• _AIM OF THE EXERCISE_:
Without altering a word, return the records below, but exclude the pictures.

• _TASK INPUTS_:
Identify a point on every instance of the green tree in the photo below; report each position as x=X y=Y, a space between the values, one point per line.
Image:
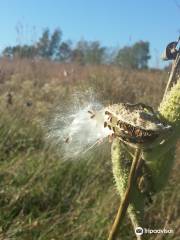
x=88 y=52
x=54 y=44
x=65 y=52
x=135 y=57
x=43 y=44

• _EXERCISE OUTPUT_:
Identify a point on every instance of the green tree in the photo below; report each position as x=X y=Y, a space between the values, one point per line.
Image:
x=88 y=52
x=54 y=44
x=65 y=52
x=135 y=57
x=43 y=44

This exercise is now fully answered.